» TASK DESCRIPTION
Each line of the data must reappear exactly in your answer, with no images included.

----- DATASET RECORDS -----

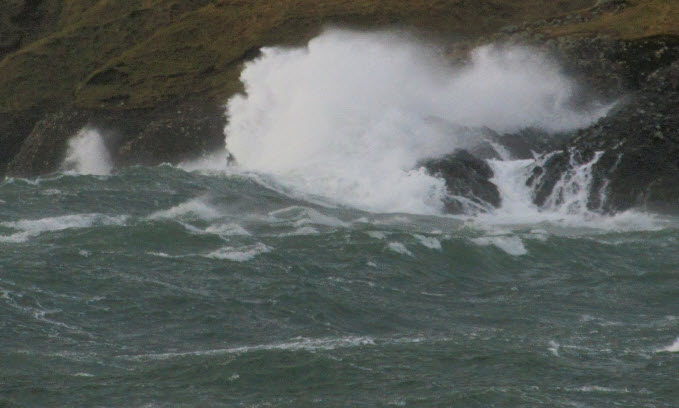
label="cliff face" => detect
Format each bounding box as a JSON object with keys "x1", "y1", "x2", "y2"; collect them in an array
[
  {"x1": 0, "y1": 0, "x2": 602, "y2": 113},
  {"x1": 2, "y1": 0, "x2": 677, "y2": 115},
  {"x1": 0, "y1": 0, "x2": 62, "y2": 60}
]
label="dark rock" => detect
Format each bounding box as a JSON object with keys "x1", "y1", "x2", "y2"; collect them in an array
[
  {"x1": 422, "y1": 150, "x2": 501, "y2": 214},
  {"x1": 527, "y1": 150, "x2": 571, "y2": 208},
  {"x1": 3, "y1": 100, "x2": 227, "y2": 177},
  {"x1": 0, "y1": 108, "x2": 43, "y2": 175},
  {"x1": 116, "y1": 102, "x2": 226, "y2": 167},
  {"x1": 5, "y1": 110, "x2": 91, "y2": 176},
  {"x1": 497, "y1": 128, "x2": 567, "y2": 160},
  {"x1": 519, "y1": 35, "x2": 679, "y2": 101},
  {"x1": 429, "y1": 121, "x2": 561, "y2": 161},
  {"x1": 532, "y1": 56, "x2": 679, "y2": 214}
]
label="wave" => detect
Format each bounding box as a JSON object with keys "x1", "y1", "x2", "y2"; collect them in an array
[
  {"x1": 471, "y1": 235, "x2": 528, "y2": 256},
  {"x1": 147, "y1": 197, "x2": 221, "y2": 221},
  {"x1": 658, "y1": 337, "x2": 679, "y2": 353}
]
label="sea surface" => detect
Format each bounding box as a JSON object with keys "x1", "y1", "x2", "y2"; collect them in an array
[{"x1": 1, "y1": 166, "x2": 678, "y2": 407}]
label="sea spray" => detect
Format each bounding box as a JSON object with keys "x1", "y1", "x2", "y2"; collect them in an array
[
  {"x1": 224, "y1": 29, "x2": 609, "y2": 214},
  {"x1": 62, "y1": 128, "x2": 113, "y2": 176}
]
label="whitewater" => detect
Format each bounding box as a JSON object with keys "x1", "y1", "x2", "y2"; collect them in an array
[{"x1": 2, "y1": 30, "x2": 678, "y2": 407}]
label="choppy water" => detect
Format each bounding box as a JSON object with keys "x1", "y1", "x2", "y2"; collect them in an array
[{"x1": 1, "y1": 166, "x2": 678, "y2": 407}]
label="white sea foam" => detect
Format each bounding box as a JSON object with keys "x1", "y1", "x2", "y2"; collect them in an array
[
  {"x1": 147, "y1": 251, "x2": 183, "y2": 259},
  {"x1": 367, "y1": 231, "x2": 388, "y2": 240},
  {"x1": 41, "y1": 188, "x2": 61, "y2": 196},
  {"x1": 123, "y1": 334, "x2": 459, "y2": 361},
  {"x1": 658, "y1": 337, "x2": 679, "y2": 353},
  {"x1": 278, "y1": 226, "x2": 320, "y2": 236},
  {"x1": 61, "y1": 128, "x2": 113, "y2": 176},
  {"x1": 0, "y1": 214, "x2": 127, "y2": 243},
  {"x1": 388, "y1": 242, "x2": 413, "y2": 257},
  {"x1": 126, "y1": 336, "x2": 376, "y2": 361},
  {"x1": 571, "y1": 386, "x2": 631, "y2": 393},
  {"x1": 548, "y1": 340, "x2": 560, "y2": 357},
  {"x1": 471, "y1": 235, "x2": 528, "y2": 256},
  {"x1": 269, "y1": 206, "x2": 348, "y2": 228},
  {"x1": 205, "y1": 223, "x2": 251, "y2": 236},
  {"x1": 474, "y1": 158, "x2": 664, "y2": 232},
  {"x1": 413, "y1": 234, "x2": 442, "y2": 250},
  {"x1": 204, "y1": 243, "x2": 271, "y2": 262},
  {"x1": 148, "y1": 197, "x2": 221, "y2": 221},
  {"x1": 224, "y1": 29, "x2": 608, "y2": 215}
]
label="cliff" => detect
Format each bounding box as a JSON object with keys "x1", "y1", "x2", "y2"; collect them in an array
[{"x1": 1, "y1": 0, "x2": 678, "y2": 191}]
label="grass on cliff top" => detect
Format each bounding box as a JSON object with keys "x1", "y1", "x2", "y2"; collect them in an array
[
  {"x1": 549, "y1": 0, "x2": 679, "y2": 39},
  {"x1": 0, "y1": 0, "x2": 675, "y2": 113}
]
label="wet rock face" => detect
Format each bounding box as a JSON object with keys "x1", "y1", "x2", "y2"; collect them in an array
[
  {"x1": 4, "y1": 101, "x2": 227, "y2": 177},
  {"x1": 6, "y1": 110, "x2": 92, "y2": 176},
  {"x1": 422, "y1": 150, "x2": 501, "y2": 214},
  {"x1": 115, "y1": 102, "x2": 226, "y2": 167},
  {"x1": 551, "y1": 36, "x2": 679, "y2": 100},
  {"x1": 447, "y1": 124, "x2": 559, "y2": 161},
  {"x1": 0, "y1": 109, "x2": 43, "y2": 175},
  {"x1": 593, "y1": 61, "x2": 679, "y2": 213},
  {"x1": 531, "y1": 56, "x2": 679, "y2": 214}
]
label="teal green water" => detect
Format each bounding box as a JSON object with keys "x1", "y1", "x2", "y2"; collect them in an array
[{"x1": 1, "y1": 166, "x2": 678, "y2": 407}]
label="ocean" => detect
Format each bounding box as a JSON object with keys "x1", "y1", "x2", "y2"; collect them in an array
[{"x1": 1, "y1": 166, "x2": 678, "y2": 407}]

-----

» ANSWER
label="cliff face" => detect
Format each bounding box as a JSON object with keys "x1", "y1", "x2", "y2"; collect them in an array
[
  {"x1": 0, "y1": 0, "x2": 602, "y2": 113},
  {"x1": 2, "y1": 0, "x2": 677, "y2": 115},
  {"x1": 0, "y1": 0, "x2": 62, "y2": 60}
]
label="dark rock" => detect
Format each bounding box as a JSON object with keys "x1", "y1", "x2", "y2"; collect them in an array
[
  {"x1": 422, "y1": 150, "x2": 501, "y2": 214},
  {"x1": 527, "y1": 150, "x2": 571, "y2": 208},
  {"x1": 3, "y1": 100, "x2": 227, "y2": 177},
  {"x1": 0, "y1": 108, "x2": 43, "y2": 175},
  {"x1": 116, "y1": 102, "x2": 226, "y2": 167},
  {"x1": 5, "y1": 110, "x2": 91, "y2": 176},
  {"x1": 497, "y1": 128, "x2": 567, "y2": 160},
  {"x1": 519, "y1": 35, "x2": 679, "y2": 101},
  {"x1": 429, "y1": 121, "x2": 561, "y2": 161},
  {"x1": 532, "y1": 56, "x2": 679, "y2": 214}
]
label="wave" => detect
Format each bounding box as a JSON object with keys "x1", "y1", "x2", "y2"; collect them in an array
[
  {"x1": 471, "y1": 235, "x2": 528, "y2": 256},
  {"x1": 147, "y1": 197, "x2": 221, "y2": 221},
  {"x1": 658, "y1": 337, "x2": 679, "y2": 353}
]
label="sea surface" => detect
Format each bounding box as a JSON object with keys "x1", "y1", "x2", "y2"; collect them in an array
[{"x1": 1, "y1": 166, "x2": 678, "y2": 407}]
label="sea spray" => detect
Format each bounding box as a JSON object with keys "x1", "y1", "x2", "y2"; collect them in an array
[
  {"x1": 224, "y1": 29, "x2": 609, "y2": 214},
  {"x1": 62, "y1": 128, "x2": 113, "y2": 176}
]
label="whitewater" => detect
Format each bounding box as a JSON object with keys "x1", "y1", "x2", "y2"; collect them in an array
[{"x1": 2, "y1": 30, "x2": 678, "y2": 407}]
label="choppy water" => detect
Format each bounding box as a JSON object with keys "x1", "y1", "x2", "y2"; collect them in an array
[{"x1": 1, "y1": 166, "x2": 678, "y2": 407}]
label="white sea foam" => detect
Format each bounding box as a JSON object with keys "x1", "y1", "x2", "y2"; collect them in an array
[
  {"x1": 147, "y1": 251, "x2": 183, "y2": 259},
  {"x1": 367, "y1": 231, "x2": 388, "y2": 240},
  {"x1": 41, "y1": 188, "x2": 61, "y2": 196},
  {"x1": 123, "y1": 334, "x2": 459, "y2": 361},
  {"x1": 658, "y1": 337, "x2": 679, "y2": 353},
  {"x1": 278, "y1": 226, "x2": 320, "y2": 236},
  {"x1": 61, "y1": 128, "x2": 113, "y2": 176},
  {"x1": 0, "y1": 214, "x2": 127, "y2": 243},
  {"x1": 388, "y1": 242, "x2": 413, "y2": 257},
  {"x1": 126, "y1": 336, "x2": 376, "y2": 361},
  {"x1": 571, "y1": 386, "x2": 631, "y2": 393},
  {"x1": 548, "y1": 340, "x2": 560, "y2": 357},
  {"x1": 471, "y1": 235, "x2": 528, "y2": 256},
  {"x1": 269, "y1": 206, "x2": 348, "y2": 228},
  {"x1": 205, "y1": 223, "x2": 251, "y2": 236},
  {"x1": 474, "y1": 158, "x2": 664, "y2": 232},
  {"x1": 413, "y1": 234, "x2": 442, "y2": 250},
  {"x1": 204, "y1": 243, "x2": 271, "y2": 262},
  {"x1": 148, "y1": 197, "x2": 221, "y2": 221},
  {"x1": 224, "y1": 29, "x2": 608, "y2": 215}
]
label="cliff" => detect
Format each bounding box as a JSON object with keys "x1", "y1", "x2", "y2"; collect them in an array
[{"x1": 1, "y1": 0, "x2": 678, "y2": 191}]
label="grass on cliff top" => detect
Format each bounding box as a JSON object with keys "x1", "y1", "x2", "y2"; collect them in an array
[
  {"x1": 549, "y1": 0, "x2": 679, "y2": 39},
  {"x1": 0, "y1": 0, "x2": 675, "y2": 113}
]
label="wet rock face" => detect
Format each bounding box as a JSON object with keys "x1", "y1", "x2", "y2"; collect them in an array
[
  {"x1": 4, "y1": 101, "x2": 227, "y2": 177},
  {"x1": 6, "y1": 110, "x2": 92, "y2": 176},
  {"x1": 422, "y1": 150, "x2": 501, "y2": 214},
  {"x1": 115, "y1": 102, "x2": 226, "y2": 167},
  {"x1": 551, "y1": 36, "x2": 679, "y2": 100},
  {"x1": 447, "y1": 124, "x2": 559, "y2": 161},
  {"x1": 0, "y1": 109, "x2": 43, "y2": 175},
  {"x1": 593, "y1": 61, "x2": 679, "y2": 213},
  {"x1": 531, "y1": 56, "x2": 679, "y2": 214}
]
label="teal green water" => detect
Format each bounding box as a JSON object with keys "x1", "y1", "x2", "y2"; collect them in an array
[{"x1": 1, "y1": 166, "x2": 678, "y2": 407}]
label="ocean" => detect
Format each bounding box as a JSON object with keys "x1", "y1", "x2", "y2"; collect them in an array
[{"x1": 1, "y1": 166, "x2": 678, "y2": 407}]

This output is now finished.